[Entries from a data source]
────────────────────────────────────────
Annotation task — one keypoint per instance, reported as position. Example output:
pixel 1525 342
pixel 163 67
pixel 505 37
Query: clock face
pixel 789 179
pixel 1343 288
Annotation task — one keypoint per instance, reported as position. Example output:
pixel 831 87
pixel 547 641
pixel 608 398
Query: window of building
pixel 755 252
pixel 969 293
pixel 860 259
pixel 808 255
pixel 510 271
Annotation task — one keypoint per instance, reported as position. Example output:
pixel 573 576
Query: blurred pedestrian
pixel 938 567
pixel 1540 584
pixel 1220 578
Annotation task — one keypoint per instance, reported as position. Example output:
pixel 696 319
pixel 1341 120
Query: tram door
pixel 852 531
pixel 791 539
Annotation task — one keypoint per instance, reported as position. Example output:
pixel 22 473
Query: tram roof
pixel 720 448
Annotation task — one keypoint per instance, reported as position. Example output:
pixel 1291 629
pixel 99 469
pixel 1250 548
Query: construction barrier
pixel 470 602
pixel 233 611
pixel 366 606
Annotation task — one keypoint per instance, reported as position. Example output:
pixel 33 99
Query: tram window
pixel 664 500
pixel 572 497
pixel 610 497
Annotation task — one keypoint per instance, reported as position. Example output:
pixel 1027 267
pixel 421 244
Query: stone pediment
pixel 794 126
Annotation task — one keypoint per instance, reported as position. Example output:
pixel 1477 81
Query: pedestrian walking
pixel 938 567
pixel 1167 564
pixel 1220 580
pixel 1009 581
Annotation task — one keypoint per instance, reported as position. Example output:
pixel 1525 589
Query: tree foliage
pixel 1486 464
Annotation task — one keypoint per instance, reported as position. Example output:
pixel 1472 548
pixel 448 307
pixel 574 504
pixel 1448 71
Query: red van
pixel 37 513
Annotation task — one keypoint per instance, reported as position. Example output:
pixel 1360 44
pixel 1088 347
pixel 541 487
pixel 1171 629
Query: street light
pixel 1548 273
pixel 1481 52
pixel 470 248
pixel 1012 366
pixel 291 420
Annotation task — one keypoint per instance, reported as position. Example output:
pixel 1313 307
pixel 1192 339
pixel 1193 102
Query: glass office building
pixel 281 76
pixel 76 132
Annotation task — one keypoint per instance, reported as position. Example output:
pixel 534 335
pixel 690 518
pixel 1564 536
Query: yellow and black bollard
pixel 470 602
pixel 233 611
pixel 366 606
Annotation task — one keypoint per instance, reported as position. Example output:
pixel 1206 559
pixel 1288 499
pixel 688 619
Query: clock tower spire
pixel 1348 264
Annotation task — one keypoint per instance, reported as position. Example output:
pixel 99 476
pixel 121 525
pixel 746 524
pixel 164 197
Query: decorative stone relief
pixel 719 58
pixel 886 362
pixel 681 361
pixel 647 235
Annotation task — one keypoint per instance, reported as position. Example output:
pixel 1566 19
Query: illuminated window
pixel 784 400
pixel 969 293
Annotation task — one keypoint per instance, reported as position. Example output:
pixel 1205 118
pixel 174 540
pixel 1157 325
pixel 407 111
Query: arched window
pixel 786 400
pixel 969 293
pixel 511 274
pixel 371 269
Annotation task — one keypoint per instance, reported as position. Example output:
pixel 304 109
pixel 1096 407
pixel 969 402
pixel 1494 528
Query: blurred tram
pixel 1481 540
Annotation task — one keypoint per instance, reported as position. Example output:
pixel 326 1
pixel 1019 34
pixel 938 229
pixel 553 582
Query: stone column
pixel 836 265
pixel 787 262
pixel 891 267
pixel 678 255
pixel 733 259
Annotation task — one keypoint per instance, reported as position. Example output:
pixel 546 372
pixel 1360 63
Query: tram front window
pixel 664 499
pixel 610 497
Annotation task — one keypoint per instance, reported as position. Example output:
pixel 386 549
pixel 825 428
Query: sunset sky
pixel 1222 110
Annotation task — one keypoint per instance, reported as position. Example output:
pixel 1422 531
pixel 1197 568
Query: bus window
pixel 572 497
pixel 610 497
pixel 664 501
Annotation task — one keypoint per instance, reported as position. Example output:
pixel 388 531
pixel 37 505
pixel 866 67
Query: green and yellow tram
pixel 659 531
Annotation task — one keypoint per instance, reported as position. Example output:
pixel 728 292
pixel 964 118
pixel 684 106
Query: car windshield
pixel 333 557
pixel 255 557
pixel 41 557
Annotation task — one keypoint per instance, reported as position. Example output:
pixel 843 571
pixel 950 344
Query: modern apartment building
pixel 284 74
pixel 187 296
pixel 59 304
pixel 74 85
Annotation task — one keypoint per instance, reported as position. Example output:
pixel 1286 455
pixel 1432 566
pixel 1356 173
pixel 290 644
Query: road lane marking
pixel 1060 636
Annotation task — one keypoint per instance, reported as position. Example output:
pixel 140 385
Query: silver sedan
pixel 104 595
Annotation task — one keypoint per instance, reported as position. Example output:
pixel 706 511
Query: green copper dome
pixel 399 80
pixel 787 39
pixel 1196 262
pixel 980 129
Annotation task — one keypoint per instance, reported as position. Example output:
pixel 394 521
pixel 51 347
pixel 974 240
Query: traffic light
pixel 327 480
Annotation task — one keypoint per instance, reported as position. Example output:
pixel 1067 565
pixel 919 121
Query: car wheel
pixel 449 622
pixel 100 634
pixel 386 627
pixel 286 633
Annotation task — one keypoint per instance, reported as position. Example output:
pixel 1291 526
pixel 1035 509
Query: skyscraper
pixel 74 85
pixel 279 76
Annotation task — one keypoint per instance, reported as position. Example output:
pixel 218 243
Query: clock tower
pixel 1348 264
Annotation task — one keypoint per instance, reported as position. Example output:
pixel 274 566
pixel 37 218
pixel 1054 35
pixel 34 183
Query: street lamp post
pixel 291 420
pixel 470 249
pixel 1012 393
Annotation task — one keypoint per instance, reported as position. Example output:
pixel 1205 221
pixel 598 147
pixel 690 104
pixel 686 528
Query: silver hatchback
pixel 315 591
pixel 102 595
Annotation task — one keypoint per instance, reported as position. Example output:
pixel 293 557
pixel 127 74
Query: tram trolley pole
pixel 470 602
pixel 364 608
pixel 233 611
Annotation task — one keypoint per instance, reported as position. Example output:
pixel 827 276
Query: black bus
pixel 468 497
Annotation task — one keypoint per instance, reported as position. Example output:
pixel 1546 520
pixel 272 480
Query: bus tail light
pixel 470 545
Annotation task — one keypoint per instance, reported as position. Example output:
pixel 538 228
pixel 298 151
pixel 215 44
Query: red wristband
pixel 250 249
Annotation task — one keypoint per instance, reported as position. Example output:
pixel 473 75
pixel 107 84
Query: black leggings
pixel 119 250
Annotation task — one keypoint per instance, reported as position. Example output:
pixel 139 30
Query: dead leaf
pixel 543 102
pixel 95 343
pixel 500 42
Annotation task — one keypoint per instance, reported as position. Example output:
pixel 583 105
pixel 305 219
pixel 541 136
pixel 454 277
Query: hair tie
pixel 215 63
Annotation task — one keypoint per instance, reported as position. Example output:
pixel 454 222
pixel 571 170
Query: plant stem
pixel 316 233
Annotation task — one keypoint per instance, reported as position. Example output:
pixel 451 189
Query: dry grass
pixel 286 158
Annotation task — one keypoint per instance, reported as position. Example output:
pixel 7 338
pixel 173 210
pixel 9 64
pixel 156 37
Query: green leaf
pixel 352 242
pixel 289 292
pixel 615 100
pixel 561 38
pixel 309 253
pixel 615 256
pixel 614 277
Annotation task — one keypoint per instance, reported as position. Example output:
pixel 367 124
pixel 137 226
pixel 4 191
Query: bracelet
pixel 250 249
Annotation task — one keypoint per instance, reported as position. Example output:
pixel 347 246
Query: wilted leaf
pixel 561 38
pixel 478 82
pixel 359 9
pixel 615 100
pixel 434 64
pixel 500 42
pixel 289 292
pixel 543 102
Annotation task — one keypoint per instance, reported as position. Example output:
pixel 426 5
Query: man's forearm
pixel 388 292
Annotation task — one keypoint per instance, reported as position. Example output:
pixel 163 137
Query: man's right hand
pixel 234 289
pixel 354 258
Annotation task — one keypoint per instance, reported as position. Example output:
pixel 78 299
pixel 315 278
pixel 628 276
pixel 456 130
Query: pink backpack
────────────────────────────────────────
**What the exercise asks:**
Edit the entries from the very first line through the line containing "pixel 720 448", changing each "Query" to "Target" and leaving everything else as it is. Return only those lines.

**Exercise answer:**
Annotation task — one keypoint per instance, reported as position. Example output:
pixel 1525 342
pixel 163 67
pixel 505 37
Target: clock face
pixel 789 179
pixel 1343 288
Annotation task — one keypoint per instance, reported as position. Example output:
pixel 831 87
pixel 547 641
pixel 608 398
Target: window of building
pixel 755 252
pixel 969 293
pixel 860 259
pixel 808 255
pixel 510 271
Annotation task — one keypoint per instance, reported as position. Example output:
pixel 573 576
Target: blurred pedestrian
pixel 938 567
pixel 1540 584
pixel 1220 578
Annotation task — one keypoint per instance, reported as position. Example output:
pixel 696 319
pixel 1341 120
Target: tram door
pixel 852 531
pixel 791 539
Annotation task — one keypoint per instance, reported as position. Example output:
pixel 22 473
Target: tram roof
pixel 720 448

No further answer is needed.